Set down exactly the lines from the one containing "Signal-phase audit: put a marker on every instance of the police" to the final line of the records below, with every picture omitted.

++++ Data for processing ++++

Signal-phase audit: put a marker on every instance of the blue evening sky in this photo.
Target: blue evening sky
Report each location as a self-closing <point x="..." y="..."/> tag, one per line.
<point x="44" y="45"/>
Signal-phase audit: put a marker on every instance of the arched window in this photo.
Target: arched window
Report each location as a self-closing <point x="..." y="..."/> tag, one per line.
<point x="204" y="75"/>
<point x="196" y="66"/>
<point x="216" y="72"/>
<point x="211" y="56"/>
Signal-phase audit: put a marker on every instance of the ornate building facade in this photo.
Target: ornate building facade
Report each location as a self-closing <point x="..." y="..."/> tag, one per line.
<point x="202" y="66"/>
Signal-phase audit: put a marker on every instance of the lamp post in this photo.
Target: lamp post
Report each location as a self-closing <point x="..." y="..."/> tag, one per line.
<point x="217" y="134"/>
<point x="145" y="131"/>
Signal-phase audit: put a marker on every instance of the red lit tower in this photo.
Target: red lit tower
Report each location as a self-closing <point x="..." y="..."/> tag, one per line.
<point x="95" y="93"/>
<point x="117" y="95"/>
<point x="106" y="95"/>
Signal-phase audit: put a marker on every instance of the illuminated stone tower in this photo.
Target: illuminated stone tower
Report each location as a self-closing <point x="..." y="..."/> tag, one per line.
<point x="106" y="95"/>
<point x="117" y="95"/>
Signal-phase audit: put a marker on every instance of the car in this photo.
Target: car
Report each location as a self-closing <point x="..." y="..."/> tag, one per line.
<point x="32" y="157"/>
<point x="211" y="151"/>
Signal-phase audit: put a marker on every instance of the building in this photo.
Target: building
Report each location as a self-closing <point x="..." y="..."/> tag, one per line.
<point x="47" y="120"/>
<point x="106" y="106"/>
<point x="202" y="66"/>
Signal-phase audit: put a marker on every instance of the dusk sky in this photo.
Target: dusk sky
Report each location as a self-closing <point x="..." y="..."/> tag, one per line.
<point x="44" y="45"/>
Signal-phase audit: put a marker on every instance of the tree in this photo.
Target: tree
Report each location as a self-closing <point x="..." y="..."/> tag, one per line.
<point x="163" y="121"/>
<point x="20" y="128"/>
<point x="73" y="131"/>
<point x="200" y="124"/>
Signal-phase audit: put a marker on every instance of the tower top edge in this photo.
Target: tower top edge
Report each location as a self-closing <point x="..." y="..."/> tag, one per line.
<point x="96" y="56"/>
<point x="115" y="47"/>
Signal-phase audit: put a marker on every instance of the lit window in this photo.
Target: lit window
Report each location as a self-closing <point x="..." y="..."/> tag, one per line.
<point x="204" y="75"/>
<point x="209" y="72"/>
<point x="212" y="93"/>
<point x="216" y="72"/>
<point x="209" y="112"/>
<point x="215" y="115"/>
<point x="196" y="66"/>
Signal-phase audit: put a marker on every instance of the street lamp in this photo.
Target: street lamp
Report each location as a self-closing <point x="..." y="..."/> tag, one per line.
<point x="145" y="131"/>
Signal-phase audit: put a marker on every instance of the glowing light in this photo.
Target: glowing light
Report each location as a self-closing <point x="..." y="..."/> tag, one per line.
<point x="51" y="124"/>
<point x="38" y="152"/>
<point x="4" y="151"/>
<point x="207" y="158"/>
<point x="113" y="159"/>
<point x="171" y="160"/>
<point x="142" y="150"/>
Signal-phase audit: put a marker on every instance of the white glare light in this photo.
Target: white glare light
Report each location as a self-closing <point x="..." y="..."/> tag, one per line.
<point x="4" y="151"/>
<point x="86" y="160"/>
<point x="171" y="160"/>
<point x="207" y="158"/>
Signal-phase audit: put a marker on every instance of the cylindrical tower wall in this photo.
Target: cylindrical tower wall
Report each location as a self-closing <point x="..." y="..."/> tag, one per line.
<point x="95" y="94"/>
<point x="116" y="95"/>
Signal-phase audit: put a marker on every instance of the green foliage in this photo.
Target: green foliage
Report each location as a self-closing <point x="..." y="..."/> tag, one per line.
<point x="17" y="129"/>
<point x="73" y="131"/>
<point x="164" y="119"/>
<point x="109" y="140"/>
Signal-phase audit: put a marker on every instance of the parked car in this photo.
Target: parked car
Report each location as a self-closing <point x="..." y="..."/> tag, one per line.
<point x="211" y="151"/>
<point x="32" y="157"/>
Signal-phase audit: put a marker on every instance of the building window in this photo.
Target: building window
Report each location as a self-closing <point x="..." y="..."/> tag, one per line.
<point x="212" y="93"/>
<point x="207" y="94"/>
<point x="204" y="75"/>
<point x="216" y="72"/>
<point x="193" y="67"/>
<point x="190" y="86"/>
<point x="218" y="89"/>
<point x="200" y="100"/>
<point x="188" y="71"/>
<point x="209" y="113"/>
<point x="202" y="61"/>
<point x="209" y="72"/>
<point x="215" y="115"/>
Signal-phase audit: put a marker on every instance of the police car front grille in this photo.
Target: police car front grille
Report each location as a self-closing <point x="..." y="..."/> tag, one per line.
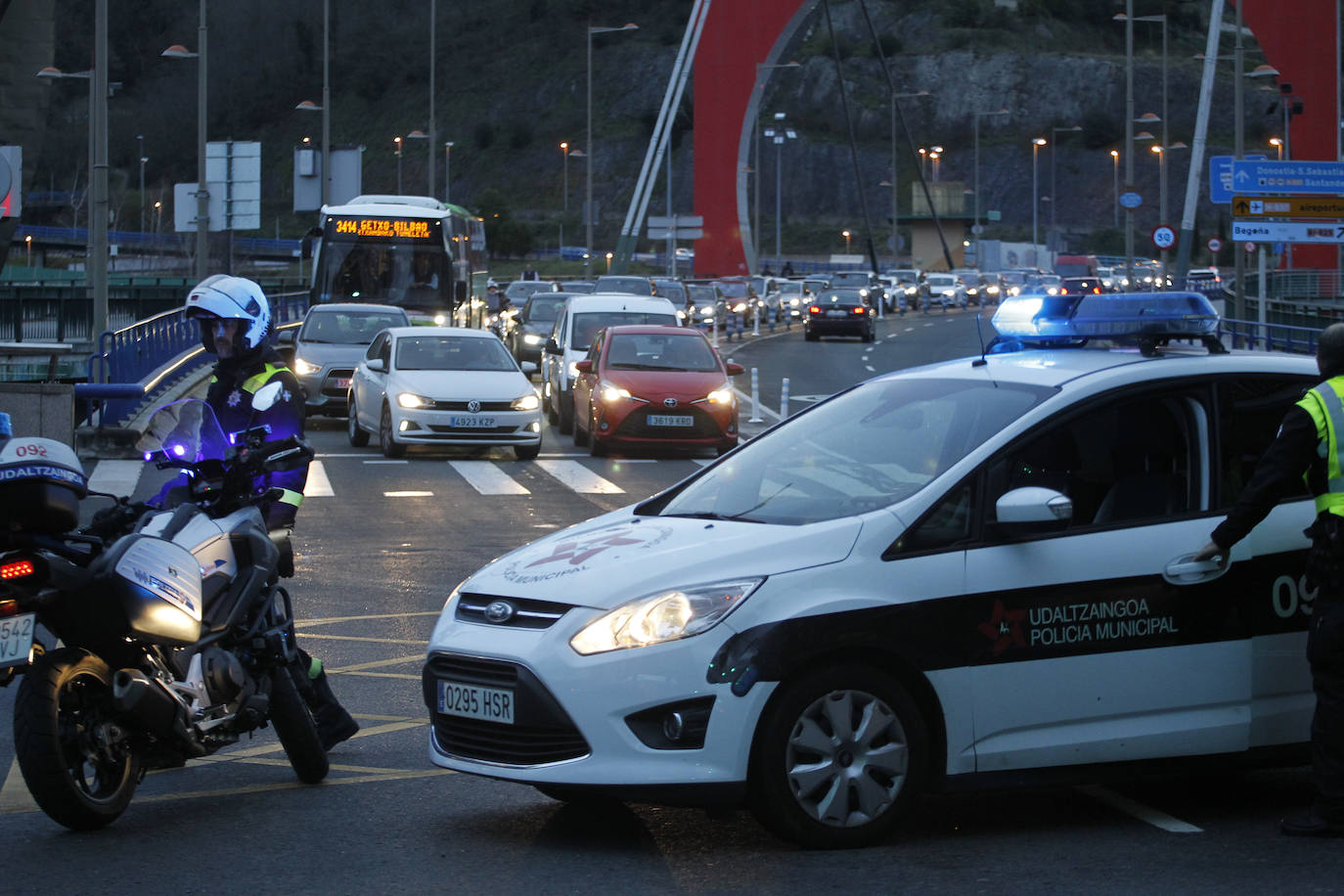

++++

Exercise solution
Signal-phase audit: put a marker on every instance of the police car front grille in this photo.
Target: police car front grille
Report each location as a self-closing <point x="..." y="..."/> tag, one per line.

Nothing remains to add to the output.